== Material fornecido ==
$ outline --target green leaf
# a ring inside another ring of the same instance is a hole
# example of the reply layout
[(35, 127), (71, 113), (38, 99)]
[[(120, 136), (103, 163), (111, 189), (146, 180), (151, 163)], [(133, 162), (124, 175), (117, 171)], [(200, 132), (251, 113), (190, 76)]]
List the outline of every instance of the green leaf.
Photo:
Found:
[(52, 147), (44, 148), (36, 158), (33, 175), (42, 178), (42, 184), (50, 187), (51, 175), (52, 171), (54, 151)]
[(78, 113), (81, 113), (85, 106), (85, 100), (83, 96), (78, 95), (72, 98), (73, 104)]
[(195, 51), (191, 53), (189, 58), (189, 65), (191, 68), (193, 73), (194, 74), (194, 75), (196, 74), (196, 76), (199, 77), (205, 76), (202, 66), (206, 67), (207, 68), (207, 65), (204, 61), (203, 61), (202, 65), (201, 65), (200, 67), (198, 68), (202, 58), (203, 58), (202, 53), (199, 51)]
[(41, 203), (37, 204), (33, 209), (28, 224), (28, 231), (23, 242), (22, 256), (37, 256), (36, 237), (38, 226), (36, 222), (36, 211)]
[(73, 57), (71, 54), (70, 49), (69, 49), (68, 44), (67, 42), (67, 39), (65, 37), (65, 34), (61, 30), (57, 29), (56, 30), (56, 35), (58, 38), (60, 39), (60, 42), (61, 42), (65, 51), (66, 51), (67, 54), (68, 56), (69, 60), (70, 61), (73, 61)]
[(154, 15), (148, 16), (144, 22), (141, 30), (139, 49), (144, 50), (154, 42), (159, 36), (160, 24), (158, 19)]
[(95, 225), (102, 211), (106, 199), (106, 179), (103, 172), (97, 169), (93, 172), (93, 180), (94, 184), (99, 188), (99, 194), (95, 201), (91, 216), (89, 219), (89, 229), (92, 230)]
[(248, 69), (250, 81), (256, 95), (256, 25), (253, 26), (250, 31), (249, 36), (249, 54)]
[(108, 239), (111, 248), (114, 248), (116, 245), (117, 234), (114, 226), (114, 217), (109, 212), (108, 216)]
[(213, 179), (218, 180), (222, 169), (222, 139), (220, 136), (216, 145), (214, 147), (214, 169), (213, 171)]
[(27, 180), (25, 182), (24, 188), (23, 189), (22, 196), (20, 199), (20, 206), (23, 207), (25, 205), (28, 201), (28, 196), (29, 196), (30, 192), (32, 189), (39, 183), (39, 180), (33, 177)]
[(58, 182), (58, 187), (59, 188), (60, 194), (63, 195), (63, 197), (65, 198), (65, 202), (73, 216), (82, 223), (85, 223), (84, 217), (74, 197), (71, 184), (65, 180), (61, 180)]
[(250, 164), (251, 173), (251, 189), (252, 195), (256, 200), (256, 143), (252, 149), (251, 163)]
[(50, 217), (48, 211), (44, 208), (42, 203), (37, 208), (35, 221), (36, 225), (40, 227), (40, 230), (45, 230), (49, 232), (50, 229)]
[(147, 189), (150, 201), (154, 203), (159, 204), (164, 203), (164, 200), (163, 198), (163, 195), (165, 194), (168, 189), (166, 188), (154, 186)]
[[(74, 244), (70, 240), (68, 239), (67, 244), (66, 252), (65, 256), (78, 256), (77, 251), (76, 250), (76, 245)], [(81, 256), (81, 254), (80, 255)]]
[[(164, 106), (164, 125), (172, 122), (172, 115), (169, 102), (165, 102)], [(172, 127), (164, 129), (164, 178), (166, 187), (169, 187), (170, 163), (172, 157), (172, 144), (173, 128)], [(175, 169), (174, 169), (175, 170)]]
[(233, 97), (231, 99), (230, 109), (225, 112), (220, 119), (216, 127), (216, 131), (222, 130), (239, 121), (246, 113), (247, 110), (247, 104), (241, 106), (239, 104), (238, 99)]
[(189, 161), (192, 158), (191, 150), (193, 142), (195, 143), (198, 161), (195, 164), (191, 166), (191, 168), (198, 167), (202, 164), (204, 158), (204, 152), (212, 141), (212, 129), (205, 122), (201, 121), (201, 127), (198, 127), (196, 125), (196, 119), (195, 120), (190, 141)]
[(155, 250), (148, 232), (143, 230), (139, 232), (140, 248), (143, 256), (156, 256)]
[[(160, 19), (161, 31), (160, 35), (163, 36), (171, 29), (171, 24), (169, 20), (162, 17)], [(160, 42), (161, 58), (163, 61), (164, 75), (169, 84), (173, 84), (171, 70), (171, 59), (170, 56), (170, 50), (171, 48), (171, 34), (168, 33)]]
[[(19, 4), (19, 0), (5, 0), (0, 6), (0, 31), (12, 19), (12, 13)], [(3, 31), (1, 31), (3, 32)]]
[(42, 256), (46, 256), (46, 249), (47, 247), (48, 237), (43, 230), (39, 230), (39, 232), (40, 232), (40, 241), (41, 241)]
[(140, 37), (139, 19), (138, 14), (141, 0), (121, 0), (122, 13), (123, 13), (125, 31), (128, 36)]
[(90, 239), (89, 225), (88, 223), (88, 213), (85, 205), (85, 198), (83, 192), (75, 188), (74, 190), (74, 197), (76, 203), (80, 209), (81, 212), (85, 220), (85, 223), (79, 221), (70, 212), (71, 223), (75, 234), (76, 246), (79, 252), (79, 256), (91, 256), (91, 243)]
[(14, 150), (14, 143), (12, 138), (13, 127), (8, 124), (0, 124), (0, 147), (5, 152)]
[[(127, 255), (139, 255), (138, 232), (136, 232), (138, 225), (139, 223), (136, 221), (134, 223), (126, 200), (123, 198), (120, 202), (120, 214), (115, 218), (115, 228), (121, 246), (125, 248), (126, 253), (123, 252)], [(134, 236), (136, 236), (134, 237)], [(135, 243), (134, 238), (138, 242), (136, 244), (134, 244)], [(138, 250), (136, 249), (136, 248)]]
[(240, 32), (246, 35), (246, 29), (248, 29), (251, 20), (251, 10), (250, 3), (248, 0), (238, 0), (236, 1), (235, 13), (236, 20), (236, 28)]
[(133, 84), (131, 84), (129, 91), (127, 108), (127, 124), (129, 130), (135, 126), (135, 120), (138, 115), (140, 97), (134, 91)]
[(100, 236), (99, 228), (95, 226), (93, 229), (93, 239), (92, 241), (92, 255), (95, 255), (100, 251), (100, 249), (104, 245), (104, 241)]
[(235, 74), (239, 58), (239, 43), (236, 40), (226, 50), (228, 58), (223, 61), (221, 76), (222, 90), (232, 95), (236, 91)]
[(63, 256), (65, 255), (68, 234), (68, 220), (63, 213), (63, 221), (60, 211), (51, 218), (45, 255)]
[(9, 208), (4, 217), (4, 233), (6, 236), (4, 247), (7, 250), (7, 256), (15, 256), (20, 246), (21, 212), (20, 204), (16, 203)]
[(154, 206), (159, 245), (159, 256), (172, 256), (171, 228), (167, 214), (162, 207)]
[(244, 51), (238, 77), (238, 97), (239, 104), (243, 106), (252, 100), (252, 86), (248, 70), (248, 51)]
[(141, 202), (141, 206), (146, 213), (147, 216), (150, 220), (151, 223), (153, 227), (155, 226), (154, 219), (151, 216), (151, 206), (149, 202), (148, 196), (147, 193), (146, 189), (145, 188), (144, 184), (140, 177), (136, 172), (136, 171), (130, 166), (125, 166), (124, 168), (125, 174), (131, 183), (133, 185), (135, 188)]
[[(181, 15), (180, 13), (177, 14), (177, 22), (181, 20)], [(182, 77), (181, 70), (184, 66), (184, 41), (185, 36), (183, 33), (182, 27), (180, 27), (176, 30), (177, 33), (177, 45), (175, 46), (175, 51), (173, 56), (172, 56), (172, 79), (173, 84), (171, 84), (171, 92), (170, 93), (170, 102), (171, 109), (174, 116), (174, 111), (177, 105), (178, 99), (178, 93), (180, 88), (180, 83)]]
===
== Material fornecido ==
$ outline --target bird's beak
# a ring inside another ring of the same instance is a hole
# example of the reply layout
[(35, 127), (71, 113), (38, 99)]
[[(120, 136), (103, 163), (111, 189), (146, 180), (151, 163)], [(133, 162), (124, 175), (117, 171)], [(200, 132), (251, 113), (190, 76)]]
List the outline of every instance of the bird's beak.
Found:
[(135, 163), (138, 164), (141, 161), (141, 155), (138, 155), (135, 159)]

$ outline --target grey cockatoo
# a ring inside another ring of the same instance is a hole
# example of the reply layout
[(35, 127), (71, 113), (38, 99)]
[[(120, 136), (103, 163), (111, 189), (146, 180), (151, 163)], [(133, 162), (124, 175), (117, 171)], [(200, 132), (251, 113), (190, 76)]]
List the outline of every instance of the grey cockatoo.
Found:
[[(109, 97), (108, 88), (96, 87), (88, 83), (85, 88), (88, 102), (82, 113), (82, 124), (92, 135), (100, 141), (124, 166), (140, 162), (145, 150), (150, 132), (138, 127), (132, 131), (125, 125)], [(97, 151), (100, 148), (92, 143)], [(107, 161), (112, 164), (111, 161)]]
===
■ Tarefa:
Disponha em uma tabela Markdown, com as colunas Ordem e Linha, as linhas dos registros que vão da linha que contém "--target bird's beak" até a que contém "164), (111, 161)]]", ambas incluídas. Numere cada linha na coluna Ordem e omita as linhas em branco.

■ Resultado obtido:
| Ordem | Linha |
|---|---|
| 1 | $ outline --target bird's beak |
| 2 | # a ring inside another ring of the same instance is a hole |
| 3 | # example of the reply layout |
| 4 | [(35, 127), (71, 113), (38, 99)] |
| 5 | [[(120, 136), (103, 163), (111, 189), (146, 180), (151, 163)], [(133, 162), (124, 175), (117, 171)], [(200, 132), (251, 113), (190, 76)]] |
| 6 | List the outline of every instance of the bird's beak. |
| 7 | Found: |
| 8 | [(135, 163), (138, 164), (141, 161), (141, 155), (138, 155), (135, 159)] |
| 9 | $ outline --target grey cockatoo |
| 10 | # a ring inside another ring of the same instance is a hole |
| 11 | # example of the reply layout |
| 12 | [(35, 127), (71, 113), (38, 99)] |
| 13 | [[(120, 136), (103, 163), (111, 189), (146, 180), (151, 163)], [(133, 162), (124, 175), (117, 171)], [(200, 132), (251, 113), (190, 76)]] |
| 14 | List the outline of every instance of the grey cockatoo. |
| 15 | Found: |
| 16 | [[(109, 97), (108, 88), (96, 87), (88, 83), (85, 88), (88, 102), (82, 113), (82, 124), (92, 135), (100, 141), (124, 166), (140, 162), (145, 150), (150, 132), (138, 127), (132, 131), (125, 125)], [(97, 151), (100, 148), (92, 143)], [(107, 161), (112, 164), (111, 161)]] |